▶ _SELECTED EXCERPT_:
"""

# Ultimate Grad Present



## NormG

Congrats


----------



## NiteWalker

Congrats! I have that one in my sights too if I can catch a sale on it.


----------



## lcwood

I also have one and … works


----------



## Tedstor

I paid about $20 for a dust shute on my Porter Cable planer….I felt it was a bargain. LOL.


----------



## pintodeluxe

I have heard this is a good machine as well. Some units have apparently lasted many years and performed admirably. 
I happen to own the Dewalt 735. It does not snipe if you use the extension tables and outfeed support.
My only complaint about all of the portable planers is that they are a bit noisy.
Nice review.

"""

▶ _Point annotation dataset records_:
"""

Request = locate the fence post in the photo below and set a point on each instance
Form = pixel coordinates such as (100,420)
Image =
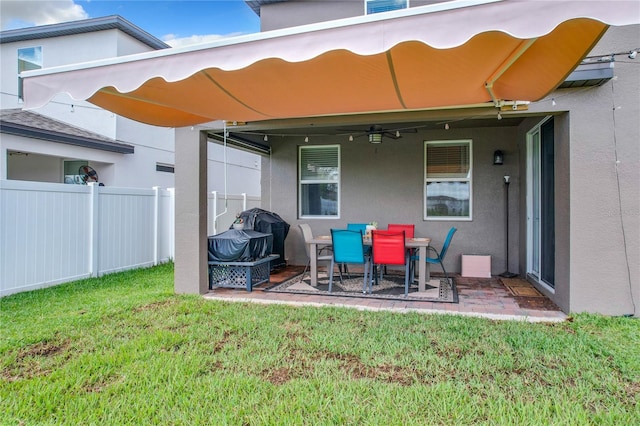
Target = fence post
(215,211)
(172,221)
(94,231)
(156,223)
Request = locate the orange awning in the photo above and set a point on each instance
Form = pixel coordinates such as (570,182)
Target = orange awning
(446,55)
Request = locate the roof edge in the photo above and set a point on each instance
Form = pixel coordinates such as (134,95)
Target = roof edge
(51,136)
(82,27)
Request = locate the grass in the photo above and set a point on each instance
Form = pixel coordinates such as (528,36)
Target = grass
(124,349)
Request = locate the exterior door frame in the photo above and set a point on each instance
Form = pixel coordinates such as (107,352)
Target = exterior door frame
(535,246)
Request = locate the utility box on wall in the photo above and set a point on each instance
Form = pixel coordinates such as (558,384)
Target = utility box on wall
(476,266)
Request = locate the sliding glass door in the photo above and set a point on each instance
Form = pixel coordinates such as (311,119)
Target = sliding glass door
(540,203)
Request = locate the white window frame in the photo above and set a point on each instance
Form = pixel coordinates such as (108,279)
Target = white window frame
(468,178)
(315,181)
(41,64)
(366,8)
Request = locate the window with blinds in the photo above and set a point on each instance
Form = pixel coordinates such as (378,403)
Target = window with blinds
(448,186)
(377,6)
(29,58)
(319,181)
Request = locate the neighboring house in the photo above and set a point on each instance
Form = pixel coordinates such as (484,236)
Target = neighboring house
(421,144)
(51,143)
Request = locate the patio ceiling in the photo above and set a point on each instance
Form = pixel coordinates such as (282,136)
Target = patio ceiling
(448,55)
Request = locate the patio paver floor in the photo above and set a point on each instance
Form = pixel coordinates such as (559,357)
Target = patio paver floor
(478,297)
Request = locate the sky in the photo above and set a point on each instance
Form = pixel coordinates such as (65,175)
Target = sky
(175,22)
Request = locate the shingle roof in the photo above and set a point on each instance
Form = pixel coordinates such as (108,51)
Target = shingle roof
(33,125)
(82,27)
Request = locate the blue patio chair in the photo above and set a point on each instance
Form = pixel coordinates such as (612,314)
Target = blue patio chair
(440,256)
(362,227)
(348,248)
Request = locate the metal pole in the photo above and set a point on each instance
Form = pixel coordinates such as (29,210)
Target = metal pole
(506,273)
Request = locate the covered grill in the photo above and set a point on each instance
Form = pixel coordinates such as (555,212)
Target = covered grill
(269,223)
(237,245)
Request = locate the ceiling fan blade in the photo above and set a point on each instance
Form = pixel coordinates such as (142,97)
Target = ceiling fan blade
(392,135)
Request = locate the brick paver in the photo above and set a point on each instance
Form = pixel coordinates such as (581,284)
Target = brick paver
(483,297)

"""
"""

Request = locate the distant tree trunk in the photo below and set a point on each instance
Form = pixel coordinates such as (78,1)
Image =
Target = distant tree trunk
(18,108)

"""

▶ _EXERCISES TO COMPLETE_:
1. List every line of the records that contains the string "floor".
2. Extend the "Ultimate Grad Present" forum thread with new posts that pick up after its final post.

▶ _SOLVED TASKS_:
1.
Request = locate the patio paver floor in the photo above and set a point on each instance
Target = patio paver floor

2.
----------



## Retrowood

I've owned (3) different planers including the one tested. This is a very quite machine for it's purpose. I've been very happy with it overall and the 60lb weight is great if you have to move it a bit, which I do. I had no snipe initially although need to adjust things soon as I'm getting just a bit presently. The dust shroud is a pricey must, should be standard on the planer IMO.

Nice review,
Retrowood


----------



## RussellAP

The reviews on Amazon seem favorable, which is rare in the planer world.


----------



## RogerInColorado

I've had mine about 5 years and still love it. Took an hour or so of fiddling to get the snipe out, but it tuned out and so far has stayed out. The secret is carefully tuned extension tables.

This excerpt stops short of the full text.